[[ Dataset extract open ]]

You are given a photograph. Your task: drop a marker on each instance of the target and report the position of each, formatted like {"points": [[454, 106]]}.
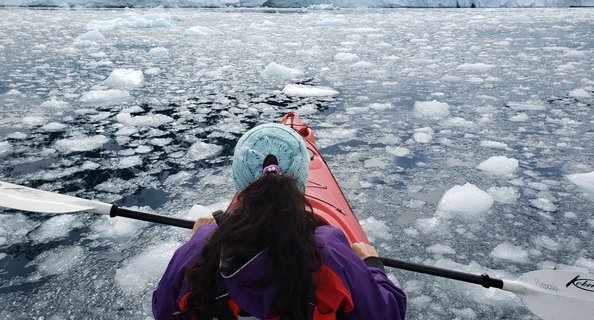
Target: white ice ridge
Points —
{"points": [[499, 165], [144, 22], [583, 180], [125, 79], [275, 70], [465, 201], [431, 109], [105, 97], [308, 91]]}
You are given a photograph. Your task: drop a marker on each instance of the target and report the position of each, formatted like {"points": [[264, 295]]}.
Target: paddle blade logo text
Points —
{"points": [[583, 284]]}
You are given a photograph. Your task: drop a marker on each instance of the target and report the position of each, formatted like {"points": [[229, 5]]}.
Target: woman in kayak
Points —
{"points": [[269, 258]]}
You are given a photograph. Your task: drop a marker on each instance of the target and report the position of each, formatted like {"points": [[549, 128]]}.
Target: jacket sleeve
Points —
{"points": [[172, 285], [373, 295]]}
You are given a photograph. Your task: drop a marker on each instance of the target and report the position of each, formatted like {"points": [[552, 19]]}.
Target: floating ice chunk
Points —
{"points": [[580, 93], [274, 70], [17, 136], [376, 163], [151, 120], [583, 180], [465, 201], [376, 229], [201, 31], [59, 260], [55, 104], [440, 249], [5, 148], [493, 144], [543, 204], [15, 226], [133, 20], [140, 271], [499, 165], [458, 122], [308, 91], [431, 109], [585, 263], [33, 121], [509, 252], [530, 105], [423, 135], [346, 57], [504, 194], [522, 117], [54, 126], [362, 65], [575, 54], [125, 79], [117, 228], [332, 22], [105, 97], [152, 71], [475, 67], [93, 35], [159, 52], [546, 242], [129, 162], [398, 151], [202, 150], [82, 143], [56, 227]]}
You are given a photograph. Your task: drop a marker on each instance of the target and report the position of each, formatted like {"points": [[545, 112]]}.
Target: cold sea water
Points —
{"points": [[462, 139]]}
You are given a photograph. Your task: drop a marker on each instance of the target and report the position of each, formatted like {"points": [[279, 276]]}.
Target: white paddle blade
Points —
{"points": [[556, 295], [28, 199]]}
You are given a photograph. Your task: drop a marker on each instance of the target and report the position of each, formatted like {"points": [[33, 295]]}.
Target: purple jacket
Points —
{"points": [[368, 289]]}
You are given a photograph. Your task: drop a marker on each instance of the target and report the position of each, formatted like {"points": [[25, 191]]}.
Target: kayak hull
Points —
{"points": [[323, 192]]}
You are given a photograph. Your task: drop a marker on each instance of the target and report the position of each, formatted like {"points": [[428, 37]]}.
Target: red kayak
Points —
{"points": [[322, 191]]}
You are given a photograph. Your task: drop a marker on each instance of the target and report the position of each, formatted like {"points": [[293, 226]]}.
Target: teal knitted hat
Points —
{"points": [[269, 139]]}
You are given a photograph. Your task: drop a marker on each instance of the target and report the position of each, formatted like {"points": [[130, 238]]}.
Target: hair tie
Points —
{"points": [[271, 168]]}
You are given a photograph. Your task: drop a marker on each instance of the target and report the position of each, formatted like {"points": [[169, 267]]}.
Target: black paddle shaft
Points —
{"points": [[176, 222], [483, 279]]}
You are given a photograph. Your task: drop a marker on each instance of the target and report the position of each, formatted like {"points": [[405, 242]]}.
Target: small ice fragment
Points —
{"points": [[465, 201], [440, 249], [82, 143], [580, 93], [5, 148], [201, 31], [202, 150], [583, 180], [376, 229], [475, 67], [509, 252], [346, 57], [431, 109], [145, 268], [543, 204], [493, 144], [159, 52], [308, 91], [125, 79], [504, 194], [105, 97], [499, 165], [398, 151], [93, 35], [274, 70]]}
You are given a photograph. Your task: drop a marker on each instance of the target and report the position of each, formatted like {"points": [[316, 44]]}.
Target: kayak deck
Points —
{"points": [[322, 191]]}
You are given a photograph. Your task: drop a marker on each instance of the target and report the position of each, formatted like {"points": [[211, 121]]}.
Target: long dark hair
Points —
{"points": [[269, 214]]}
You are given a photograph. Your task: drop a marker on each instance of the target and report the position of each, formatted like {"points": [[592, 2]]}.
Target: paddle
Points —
{"points": [[549, 294], [28, 199]]}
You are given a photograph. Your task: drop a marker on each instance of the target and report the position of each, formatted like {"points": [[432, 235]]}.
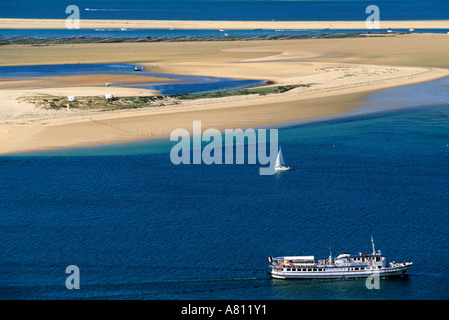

[[ Dataset extract closed ]]

• **What is required**: Filter the records, keeping only lines that contain "white", and show those lines.

• **Completed exercise**:
Target: white ice ridge
Target: white paddle blade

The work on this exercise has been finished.